** ACTIVITIES **
1 – In the abstract on single-molecule studies of unfolded proteins, what was combined with concepts from polymer physics to improve understanding of unfolded and intrinsically disordered proteins?
2 – Pick up the abstract on single-molecule studies of unfolded proteins after its final sentence and keep writing.

** DOCUMENT EXTRACT **
In the past decade, single-molecule fluorescence techniques provided important insights into the structure and dynamics of proteins. In particular, our understanding of the heterogeneous conformational ensembles of unfolded and intrinsically disordered proteins (IDPs) improved substantially by a combination of FRET-based single-molecule techniques with concepts from polymer physics. A complete knowledge of the forces that act in unfolded polypeptide chains will not only be important to understand the initial steps of protein folding reactions, but it will also be crucial to rationalize the coupling between ligand-binding and folding of IDPs, and the interaction of denatured proteins with molecular chaperones in the crowded cellular environment. Here, I give a personalized review of some of the key findings from my own research that contributed to a more quantitative understanding of unfolded proteins and their interactions with molecular chaperones.

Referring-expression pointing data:

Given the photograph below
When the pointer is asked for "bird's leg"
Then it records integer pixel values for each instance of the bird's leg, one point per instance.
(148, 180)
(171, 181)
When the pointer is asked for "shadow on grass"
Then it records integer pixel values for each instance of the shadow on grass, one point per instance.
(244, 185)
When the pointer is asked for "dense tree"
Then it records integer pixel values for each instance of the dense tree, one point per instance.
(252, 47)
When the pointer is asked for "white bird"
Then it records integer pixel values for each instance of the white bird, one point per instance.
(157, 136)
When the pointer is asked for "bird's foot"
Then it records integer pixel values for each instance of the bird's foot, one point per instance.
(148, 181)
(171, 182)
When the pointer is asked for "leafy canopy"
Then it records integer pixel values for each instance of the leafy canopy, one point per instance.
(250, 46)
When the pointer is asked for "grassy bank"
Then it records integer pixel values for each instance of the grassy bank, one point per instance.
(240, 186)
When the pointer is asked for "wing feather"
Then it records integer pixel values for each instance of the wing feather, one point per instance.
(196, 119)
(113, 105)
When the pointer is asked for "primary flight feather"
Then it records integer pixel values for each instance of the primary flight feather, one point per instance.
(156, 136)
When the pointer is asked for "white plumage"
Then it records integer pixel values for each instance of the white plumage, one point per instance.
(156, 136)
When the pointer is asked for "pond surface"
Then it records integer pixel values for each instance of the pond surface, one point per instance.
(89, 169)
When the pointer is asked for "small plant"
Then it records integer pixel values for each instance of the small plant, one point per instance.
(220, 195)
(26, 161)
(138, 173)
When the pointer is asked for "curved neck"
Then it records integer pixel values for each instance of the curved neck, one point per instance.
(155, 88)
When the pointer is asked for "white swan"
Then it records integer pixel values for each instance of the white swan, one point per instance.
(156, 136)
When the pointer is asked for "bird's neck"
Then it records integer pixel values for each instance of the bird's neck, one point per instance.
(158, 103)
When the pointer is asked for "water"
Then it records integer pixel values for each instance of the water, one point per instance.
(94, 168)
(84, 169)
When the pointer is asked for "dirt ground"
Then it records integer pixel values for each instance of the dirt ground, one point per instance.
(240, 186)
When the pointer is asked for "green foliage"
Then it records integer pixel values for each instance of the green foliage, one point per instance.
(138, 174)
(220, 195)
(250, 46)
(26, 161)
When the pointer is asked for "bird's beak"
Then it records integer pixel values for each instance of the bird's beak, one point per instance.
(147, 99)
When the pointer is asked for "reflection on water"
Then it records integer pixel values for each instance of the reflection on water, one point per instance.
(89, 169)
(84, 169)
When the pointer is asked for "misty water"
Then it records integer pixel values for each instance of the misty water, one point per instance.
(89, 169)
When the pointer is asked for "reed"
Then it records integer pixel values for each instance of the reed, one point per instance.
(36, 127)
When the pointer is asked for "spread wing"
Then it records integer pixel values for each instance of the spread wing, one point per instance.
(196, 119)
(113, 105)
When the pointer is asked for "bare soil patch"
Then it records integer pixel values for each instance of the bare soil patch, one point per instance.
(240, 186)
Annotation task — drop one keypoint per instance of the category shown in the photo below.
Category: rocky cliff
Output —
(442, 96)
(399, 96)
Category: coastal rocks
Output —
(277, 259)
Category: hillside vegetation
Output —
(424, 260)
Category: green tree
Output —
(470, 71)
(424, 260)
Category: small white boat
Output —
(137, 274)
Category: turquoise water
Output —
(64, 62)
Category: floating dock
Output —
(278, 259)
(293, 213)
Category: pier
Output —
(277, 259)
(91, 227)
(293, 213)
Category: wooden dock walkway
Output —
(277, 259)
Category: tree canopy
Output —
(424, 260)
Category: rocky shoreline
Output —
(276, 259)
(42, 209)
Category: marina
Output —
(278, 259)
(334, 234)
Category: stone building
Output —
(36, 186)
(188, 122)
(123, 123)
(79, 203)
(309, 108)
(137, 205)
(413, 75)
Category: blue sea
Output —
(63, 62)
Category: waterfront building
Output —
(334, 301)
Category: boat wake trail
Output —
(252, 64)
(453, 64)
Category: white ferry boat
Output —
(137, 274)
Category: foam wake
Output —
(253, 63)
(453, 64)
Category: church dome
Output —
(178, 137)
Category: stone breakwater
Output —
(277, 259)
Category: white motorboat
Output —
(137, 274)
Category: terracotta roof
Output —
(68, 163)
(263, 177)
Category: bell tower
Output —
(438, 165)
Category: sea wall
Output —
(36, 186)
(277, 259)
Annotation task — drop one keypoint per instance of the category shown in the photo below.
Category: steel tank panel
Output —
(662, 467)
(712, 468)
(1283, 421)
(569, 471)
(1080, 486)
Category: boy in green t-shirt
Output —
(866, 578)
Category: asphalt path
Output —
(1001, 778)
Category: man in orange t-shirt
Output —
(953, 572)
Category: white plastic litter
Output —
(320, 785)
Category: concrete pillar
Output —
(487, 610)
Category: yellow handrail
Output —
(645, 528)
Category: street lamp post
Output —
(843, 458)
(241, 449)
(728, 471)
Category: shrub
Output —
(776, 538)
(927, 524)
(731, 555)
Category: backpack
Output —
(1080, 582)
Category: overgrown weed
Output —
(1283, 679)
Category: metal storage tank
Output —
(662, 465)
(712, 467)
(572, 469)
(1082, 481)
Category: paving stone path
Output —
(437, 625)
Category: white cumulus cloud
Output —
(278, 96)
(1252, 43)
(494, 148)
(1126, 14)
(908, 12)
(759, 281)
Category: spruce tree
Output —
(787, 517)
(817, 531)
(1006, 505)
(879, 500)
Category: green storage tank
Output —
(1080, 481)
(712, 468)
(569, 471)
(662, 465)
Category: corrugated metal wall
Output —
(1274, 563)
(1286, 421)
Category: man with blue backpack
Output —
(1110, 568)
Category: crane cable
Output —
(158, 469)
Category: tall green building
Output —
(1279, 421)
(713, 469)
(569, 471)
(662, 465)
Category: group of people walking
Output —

** EXPECTED RESPONSES **
1 – FRET-based single-molecule techniques.

2 –
Keywords: IDP; polymer theory; protein collapse; protein folding; scaling laws; single-molecule FRET
Corresponding author: Hagen Hofmann, Department of Biochemistry, University of Zurich, Winterthurerstrasse 190, CH-8057 Zurich, Switzerland, e-mail:

About the author

Hagen Hofmann

Hagen Hofmann studied Biochemistry at the Martin-Luther University Halle-Wittenberg. During his time as a PhD student in the group of Professor Renate Ulbrich-Hofmann, he used single-molecule fluorescence spectroscopy and NMR-spectroscopy to understand the collapse and folding of the ribonuclease inhibitor barstar. After receiving his PhD, Hagen joined the group of Professor Benjamin Schuler at the University of Zurich where he focuses on the polymeric properties of unfolded and intrinsically disordered proteins and chaperone-mediated protein folding reactions using single-molecule fluorescence spectroscopy.

Acknowledgments

A part of the described research was initiated while I was a member of the GRK 1026 ‘Conformational transitions in macromolecular interactions,’ which I would like to thank in this particular way for the intellectual and financial support during the wonderful time we had together at the Martin-Luther University Halle-Wittenberg.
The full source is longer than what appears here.